Task brief
Change every "outline" in the lines below to "trace" and leave everything else as it is.

Raw data

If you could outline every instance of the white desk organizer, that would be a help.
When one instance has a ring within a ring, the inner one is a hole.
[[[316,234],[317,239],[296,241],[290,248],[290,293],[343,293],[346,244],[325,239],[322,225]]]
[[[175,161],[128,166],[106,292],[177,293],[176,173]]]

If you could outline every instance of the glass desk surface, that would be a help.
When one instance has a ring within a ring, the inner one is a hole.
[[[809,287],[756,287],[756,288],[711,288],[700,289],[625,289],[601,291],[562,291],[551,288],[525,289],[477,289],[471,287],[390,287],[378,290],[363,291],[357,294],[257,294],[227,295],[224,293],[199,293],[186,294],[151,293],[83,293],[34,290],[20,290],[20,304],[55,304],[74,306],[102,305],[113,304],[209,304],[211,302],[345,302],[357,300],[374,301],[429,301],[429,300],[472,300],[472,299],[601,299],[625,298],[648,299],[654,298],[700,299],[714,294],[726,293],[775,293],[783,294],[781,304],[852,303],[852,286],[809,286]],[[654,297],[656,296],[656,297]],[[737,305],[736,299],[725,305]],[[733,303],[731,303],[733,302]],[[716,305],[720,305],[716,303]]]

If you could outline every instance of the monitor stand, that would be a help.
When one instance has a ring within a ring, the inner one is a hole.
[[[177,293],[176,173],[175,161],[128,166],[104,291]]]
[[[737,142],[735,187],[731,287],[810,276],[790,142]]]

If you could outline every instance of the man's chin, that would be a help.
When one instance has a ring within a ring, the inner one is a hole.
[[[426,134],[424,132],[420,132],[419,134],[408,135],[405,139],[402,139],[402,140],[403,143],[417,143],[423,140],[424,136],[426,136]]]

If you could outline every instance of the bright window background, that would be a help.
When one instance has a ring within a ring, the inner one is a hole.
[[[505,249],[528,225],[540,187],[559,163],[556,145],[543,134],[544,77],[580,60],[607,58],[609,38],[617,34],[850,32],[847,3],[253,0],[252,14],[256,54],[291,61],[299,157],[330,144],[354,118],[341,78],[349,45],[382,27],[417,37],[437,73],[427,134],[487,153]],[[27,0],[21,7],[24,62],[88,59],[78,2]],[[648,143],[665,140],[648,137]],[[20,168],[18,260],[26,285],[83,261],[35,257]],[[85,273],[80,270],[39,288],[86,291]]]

Task response
If you could trace every instance of the white desk organizer, that would be a help.
When one instance has a ring within a ring, the inner one is a hole.
[[[316,234],[317,239],[296,241],[290,248],[290,293],[343,293],[346,244],[325,239],[322,225]]]
[[[175,161],[128,166],[106,292],[177,293],[176,173]]]

If you could trace every instance of the glass desk surface, that would be a help.
When one instance has a ring within a ring, the inner one is a hole.
[[[809,287],[756,287],[756,288],[711,288],[700,289],[625,289],[601,291],[562,291],[551,288],[525,289],[477,289],[471,287],[390,287],[378,290],[363,291],[357,294],[257,294],[227,295],[224,293],[199,293],[186,294],[151,293],[83,293],[34,290],[20,290],[20,304],[55,304],[74,306],[102,305],[113,304],[209,304],[211,302],[345,302],[357,300],[374,301],[429,301],[429,300],[472,300],[472,299],[601,299],[625,298],[648,299],[654,298],[700,299],[714,294],[726,293],[775,293],[783,294],[781,304],[852,303],[852,286],[809,286]],[[654,297],[656,296],[656,297]],[[737,305],[736,299],[725,305]],[[733,303],[731,303],[733,302]],[[716,305],[720,305],[716,303]]]

If you could trace every instance of the monitor stand, that would be a help.
When one instance has a ring within a ring, the inner one is a hole.
[[[177,293],[176,173],[175,161],[128,166],[104,291]]]
[[[737,142],[735,187],[731,287],[810,276],[790,142]]]

If you could trace every instance of the man's chin, that would be a help.
When one instance has a ring within a ring, the inner one is a hole.
[[[426,134],[424,132],[420,132],[419,134],[408,135],[405,139],[402,139],[402,140],[403,143],[417,143],[423,140],[424,136],[426,136]]]

If you could trace every instance of the bright window background, that would be a help.
When one instance has a ring within a ring, the inner one is a hole.
[[[505,249],[528,225],[540,187],[559,163],[556,145],[543,134],[544,77],[580,60],[607,58],[609,38],[617,34],[850,32],[847,3],[253,0],[252,14],[256,54],[291,61],[299,157],[330,144],[354,118],[341,78],[349,45],[382,27],[417,37],[437,73],[427,134],[487,153]],[[27,0],[21,7],[24,62],[88,59],[78,2]],[[648,143],[665,140],[648,137]],[[20,168],[18,260],[26,285],[83,261],[35,257]],[[85,273],[80,270],[39,288],[86,291]]]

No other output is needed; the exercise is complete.